--- start of TEXT ---

We invite applications for a one-year postdoctoral position for a scholar working on Islam in Africa in any time-period and region and in any discipline. The fellow will teach one course in the Department of History, pursue his/her own research, participate in the activities of Stanford Center for African Studies and Stanford Global Studies Division, and contribute to the intellectual life on campus.

Candidates must have completed the Ph.D. by the time of appointment on September 1, 2015. The recipient may not be more than three years beyond the receipt of doctoral degree by the time of the appointment. Scholars trained in disciplines other than History (including, for example, Art History, Political Science, and Music) whose work engages in historical analysis are welcome to apply.

Application materials must be submitted online at http://apply.interfolio.com/27224 . Please submit a cover letter, CV, two-page description of your research plans, drafts of two course syllabi, and a writing sample of no more than 30 pages. Applicants should arrange to have three letters of recommendation submitted directly to Interfolio.

Compensation includes an annual salary of $55,000 – $60,000, health coverage, and a $1,500 research fund. Review of applications will begin on February 27, 2015. Inquiries may be addressed to Dr. Burcak Keskin-Kozat (Associate Director of the Sohaib and Sara Abbasi Program) at burcak at stanford dot edu.

Stanford University is an equal opportunity employer and is committed to increasing the diversity of its faculty. It welcomes nominations of, and applications from, women, members of minority groups, protected veterans and individuals with disabilities, as well as others who would bring additional dimensions to the university’s research and teaching missions.

--- end of TEXT ---
--- start of DATA SHOWN ---

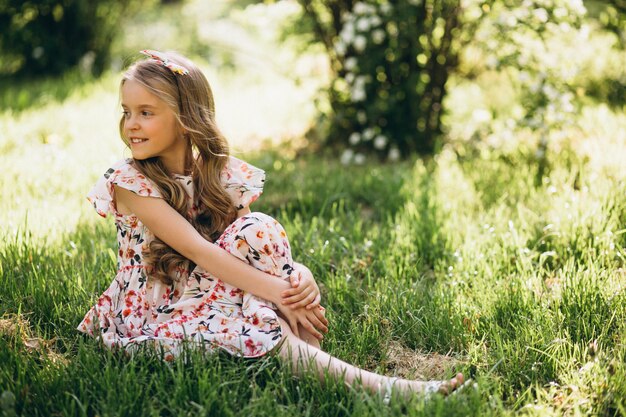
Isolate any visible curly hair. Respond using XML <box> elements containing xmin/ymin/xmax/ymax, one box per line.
<box><xmin>119</xmin><ymin>52</ymin><xmax>236</xmax><ymax>284</ymax></box>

--- end of DATA SHOWN ---

== REQUESTS ==
1/ From the position announcement, answer the following:
(a) In which department will the fellow teach a course?
(b) How many letters of recommendation should applicants arrange to have submitted?
(c) On what date will review of applications begin?
2/ Rewrite the passage of the position announcement that begins at the words "Candidates must have" and stops after "directly to Interfolio.", putting "Anthropology" in place of "Music".

== ANSWERS IN ORDER ==
1/
(a) The Department of History
(b) Three
(c) February 27, 2015

2/
Candidates must have completed the Ph.D. by the time of appointment on September 1, 2015. The recipient may not be more than three years beyond the receipt of doctoral degree by the time of the appointment. Scholars trained in disciplines other than History (including, for example, Art History, Political Science, and Anthropology) whose work engages in historical analysis are welcome to apply.

Application materials must be submitted online at http://apply.interfolio.com/27224 . Please submit a cover letter, CV, two-page description of your research plans, drafts of two course syllabi, and a writing sample of no more than 30 pages. Applicants should arrange to have three letters of recommendation submitted directly to Interfolio.